(Recorded data)

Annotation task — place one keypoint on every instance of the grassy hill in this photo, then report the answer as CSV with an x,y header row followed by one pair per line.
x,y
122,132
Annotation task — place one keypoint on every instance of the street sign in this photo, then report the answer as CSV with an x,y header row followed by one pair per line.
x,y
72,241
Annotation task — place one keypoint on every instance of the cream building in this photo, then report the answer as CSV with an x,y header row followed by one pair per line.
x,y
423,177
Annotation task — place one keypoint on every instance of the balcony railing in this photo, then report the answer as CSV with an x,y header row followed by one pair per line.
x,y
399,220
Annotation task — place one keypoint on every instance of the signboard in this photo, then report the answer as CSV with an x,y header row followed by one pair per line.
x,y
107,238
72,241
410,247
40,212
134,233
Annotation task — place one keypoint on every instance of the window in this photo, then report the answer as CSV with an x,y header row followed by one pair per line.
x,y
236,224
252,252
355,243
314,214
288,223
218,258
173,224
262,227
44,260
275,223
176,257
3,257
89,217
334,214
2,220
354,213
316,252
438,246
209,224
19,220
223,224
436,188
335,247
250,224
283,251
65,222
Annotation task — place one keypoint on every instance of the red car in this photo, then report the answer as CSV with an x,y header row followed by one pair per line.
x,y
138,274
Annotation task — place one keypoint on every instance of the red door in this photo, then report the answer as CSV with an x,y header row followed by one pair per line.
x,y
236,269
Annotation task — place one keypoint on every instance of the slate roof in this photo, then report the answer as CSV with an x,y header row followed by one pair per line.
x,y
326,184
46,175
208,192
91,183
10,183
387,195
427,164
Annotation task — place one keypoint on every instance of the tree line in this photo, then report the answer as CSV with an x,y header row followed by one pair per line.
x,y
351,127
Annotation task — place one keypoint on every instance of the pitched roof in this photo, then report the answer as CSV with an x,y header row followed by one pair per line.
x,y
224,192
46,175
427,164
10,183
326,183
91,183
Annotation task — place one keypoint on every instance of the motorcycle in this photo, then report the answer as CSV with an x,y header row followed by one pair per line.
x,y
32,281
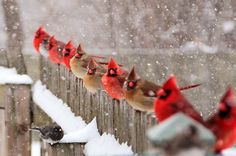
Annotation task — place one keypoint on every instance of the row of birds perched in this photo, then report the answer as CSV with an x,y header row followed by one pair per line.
x,y
141,94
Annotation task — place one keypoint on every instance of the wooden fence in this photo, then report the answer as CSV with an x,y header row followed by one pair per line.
x,y
114,117
119,118
15,120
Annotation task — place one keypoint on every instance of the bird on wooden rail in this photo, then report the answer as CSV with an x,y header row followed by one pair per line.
x,y
170,101
223,122
68,52
113,80
41,41
55,50
79,62
51,133
92,79
141,93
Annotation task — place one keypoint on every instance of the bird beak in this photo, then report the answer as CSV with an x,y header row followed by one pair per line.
x,y
36,44
222,107
161,93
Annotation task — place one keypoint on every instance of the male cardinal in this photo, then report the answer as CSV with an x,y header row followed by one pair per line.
x,y
140,93
113,80
92,79
223,122
51,133
55,50
79,62
41,41
68,52
170,101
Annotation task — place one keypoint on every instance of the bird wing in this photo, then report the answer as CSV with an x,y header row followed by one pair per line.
x,y
148,88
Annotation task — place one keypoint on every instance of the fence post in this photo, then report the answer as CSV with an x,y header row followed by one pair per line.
x,y
16,101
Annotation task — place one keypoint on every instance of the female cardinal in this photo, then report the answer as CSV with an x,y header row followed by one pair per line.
x,y
51,133
79,62
41,41
223,122
113,80
170,101
140,93
92,79
55,50
68,52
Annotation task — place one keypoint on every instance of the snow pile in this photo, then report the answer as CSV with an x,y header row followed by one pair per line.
x,y
76,130
195,46
56,109
83,135
229,152
106,145
10,76
228,26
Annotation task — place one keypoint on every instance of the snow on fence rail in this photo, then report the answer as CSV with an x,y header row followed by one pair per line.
x,y
113,117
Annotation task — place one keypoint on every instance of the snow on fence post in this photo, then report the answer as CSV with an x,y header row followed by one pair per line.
x,y
117,118
2,131
15,119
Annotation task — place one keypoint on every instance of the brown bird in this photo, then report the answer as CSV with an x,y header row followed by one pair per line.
x,y
92,79
140,93
79,62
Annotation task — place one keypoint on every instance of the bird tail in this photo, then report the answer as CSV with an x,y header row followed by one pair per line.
x,y
95,56
189,87
35,129
106,63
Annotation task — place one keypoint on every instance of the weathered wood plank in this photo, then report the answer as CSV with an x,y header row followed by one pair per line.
x,y
3,133
22,107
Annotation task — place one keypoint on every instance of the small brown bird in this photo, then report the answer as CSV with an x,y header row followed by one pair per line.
x,y
51,133
140,93
79,62
92,79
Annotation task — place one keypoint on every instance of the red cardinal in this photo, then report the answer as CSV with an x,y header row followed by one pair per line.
x,y
171,101
68,52
41,40
141,93
55,50
223,122
113,80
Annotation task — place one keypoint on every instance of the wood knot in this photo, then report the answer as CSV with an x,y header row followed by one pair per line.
x,y
22,128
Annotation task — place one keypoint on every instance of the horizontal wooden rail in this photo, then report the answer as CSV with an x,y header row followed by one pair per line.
x,y
117,118
15,120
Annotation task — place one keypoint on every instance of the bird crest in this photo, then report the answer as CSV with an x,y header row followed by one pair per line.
x,y
80,50
132,75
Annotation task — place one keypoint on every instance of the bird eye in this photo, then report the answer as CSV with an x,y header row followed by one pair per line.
x,y
163,94
90,71
45,41
37,34
131,84
78,56
112,71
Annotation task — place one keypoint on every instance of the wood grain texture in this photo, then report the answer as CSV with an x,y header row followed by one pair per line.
x,y
17,119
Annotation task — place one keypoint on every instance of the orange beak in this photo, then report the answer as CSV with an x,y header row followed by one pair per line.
x,y
36,44
161,92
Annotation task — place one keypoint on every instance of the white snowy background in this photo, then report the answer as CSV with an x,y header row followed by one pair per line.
x,y
195,40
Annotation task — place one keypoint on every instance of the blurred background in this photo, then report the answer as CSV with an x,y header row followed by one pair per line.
x,y
193,39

(End Recorded data)

About this task: Please transcribe each entry exactly and exclude any image it contains.

Reply to the exercise:
Annotation task — place one keypoint on every instance of the grassy hill in this photo, then report the answer as CSV with an x,y header row followed by one pair per line.
x,y
122,132
Annotation task — place one keypoint on every instance of the street sign in this photo, then report the answer as CSV with an x,y header row followed by one pair per line.
x,y
72,241
Annotation task — place one keypoint on every instance of the cream building in this photo, then report the answer as CSV with an x,y header row followed by one pair per line.
x,y
423,177
Annotation task — place one keypoint on every instance of the balcony railing in this photo, then report the answer as CSV with an x,y header row followed by one pair per line.
x,y
399,220
Annotation task — place one keypoint on every instance of the signboard in this photo, then report the answer as CSV with an x,y header row followed by one pair per line.
x,y
107,238
72,241
410,247
40,212
134,233
Annotation task — place one keypoint on every instance of the window in this photo, then report the answer as CSV with an x,y header row followed by one pair per line.
x,y
236,224
252,252
355,243
314,214
288,223
218,258
173,224
262,227
44,260
275,223
176,257
3,257
89,217
334,214
2,220
354,213
316,252
438,246
209,224
19,220
223,224
436,188
335,247
250,224
283,251
65,222
Annotation task — place one keypoint on every instance of the red car in this photo, then report the answer as CSV with an x,y header row followed by one pair per line.
x,y
138,274
Annotation task — place one keypoint on every instance of the red door in this photo, then report the answer as CSV with an x,y header row followed by one pair per line.
x,y
236,269
Annotation task — place one keypoint on every instance of the slate roof in this photo, then report the answer as CSV with an x,y header row followed by one pair per line.
x,y
326,184
46,175
208,192
91,183
10,183
387,195
427,164
Annotation task — place one keypoint on every instance of the tree line in this photo, then report the answer as CSV with an x,y header row followed by one pair per line.
x,y
351,127
Annotation task — place one keypoint on every instance of the pitched roof in this photo, then report the answer as CSV with an x,y header row followed by one pair per line.
x,y
224,192
46,175
427,164
10,183
326,183
91,183
Annotation task — place one keypoint on every instance of the motorcycle in this photo, then report the answer as CSV with an x,y header row followed by one pair per line.
x,y
32,281
Annotation task — place one keypoint on every instance of the row of birds perched in this photo, then report the answer as CSV with an x,y header row followed by one pair per line.
x,y
141,94
Annotation task — place one keypoint on every instance of the wooden fence in this photo, then report the answer as CSV with an x,y header row followed by one pair per line.
x,y
114,117
119,118
15,120
Annotation task — place one keypoint on every instance of the bird on wooden rail in this photo, then report the answer as CSV with an x,y header row followed by one pair per line.
x,y
170,101
223,122
68,52
113,80
41,41
55,50
79,62
51,133
92,79
141,93
Annotation task — place one keypoint on every instance of the bird beak in this photo, then report the answer as CSV with an x,y header row followed by one pair per line.
x,y
36,44
222,107
161,93
Annotation task — place one keypoint on every instance of the male cardinal in this photo, then report the answer as CSV with an x,y header row followed by one pair per line.
x,y
140,93
113,80
92,79
223,122
51,133
55,50
79,62
41,41
68,52
170,101
Annotation task — place one keypoint on every instance of the bird wing in this photo, then report the answer as CSV with an x,y header row followed by one pair per line.
x,y
148,88
Annotation task — place one keypoint on every instance of the fence post in this photo, then report the answer as CSV with an x,y header row followed by one pair per line.
x,y
16,101
Annotation task — place one keypoint on every instance of the female cardinal in this photo, then report the answer as CSV with an x,y header row followed by one pair per line.
x,y
51,133
79,62
41,41
223,122
113,80
170,101
140,93
92,79
55,50
68,52
Annotation task — place one keypoint on every instance of the snow pile in this photo, then report the answer as CSV with an x,y header row followed by one pair per line.
x,y
76,130
195,46
56,109
83,135
229,152
106,145
10,76
228,26
Annotation task — place one keypoint on every instance of the snow on fence rail in this photo, then report the answer as CSV with an x,y header row followed by one pair per line.
x,y
113,117
Annotation task — place one keypoint on every instance of the snow on fence post in this photo, then report the answer as CSV with an x,y header row followed by one pair per line.
x,y
117,118
2,131
15,119
Annotation task — place one keypoint on every instance of the brown bird in this photo, then report the answer as CSV with an x,y header row followed by one pair per line.
x,y
92,79
140,93
79,62
Annotation task — place one keypoint on every instance of the bird tail in this photo, then report the answer as CSV with an x,y header row followed by one pair per line.
x,y
95,56
189,87
35,129
106,63
Annotation task — place one keypoint on every instance of the weathered wood plank in this photo, then report the answer as CSV with an x,y header row followed by one pair per line.
x,y
3,133
22,107
Annotation task — place one keypoint on every instance of the small brown bird in this photo, then report the answer as CSV with an x,y header row followed by one pair per line.
x,y
51,133
140,93
79,62
92,79
Annotation task — place one keypoint on every instance of the red cardinal in this photo, then report the answer as CSV with an x,y header row followed by one pair per line.
x,y
171,101
68,52
41,40
141,93
55,50
223,122
113,80
Annotation task — place one keypoint on every instance of the wood knot in this photo, then report the answer as CSV with an x,y header row followed by one pair per line.
x,y
22,128
Annotation task — place one keypoint on every instance of the horizontal wooden rail in this photo, then report the answer as CSV with an x,y header row followed by one pair per line.
x,y
117,118
15,120
Annotation task — place one keypoint on every instance of the bird crest in this photo, then report the answer as CSV with an x,y header row followed by one pair per line.
x,y
80,50
132,75
Annotation task — place one keypoint on every instance of the bird eye in this photo, then report the answer as CSV with an x,y header row followed by one pair per line.
x,y
163,94
90,71
45,41
37,34
131,84
78,56
112,71
Annotation task — place one keypoint on every instance of the wood grain texture in this photo, then report the answer as CSV with an x,y header row followed by one pair per line.
x,y
17,119
Annotation task — place one keypoint on every instance of the orange beak in this photo, then report the answer as CSV with an x,y header row followed by one pair per line.
x,y
36,44
161,92
Annotation task — place one keypoint on every instance of the white snowy background in this photo, then report the answer as CSV with an x,y header row followed by one pair per line.
x,y
195,40
Annotation task — place one keypoint on every instance of the blurred background in this photo, then report the answer as CSV with an x,y header row followed by one pair per line.
x,y
193,39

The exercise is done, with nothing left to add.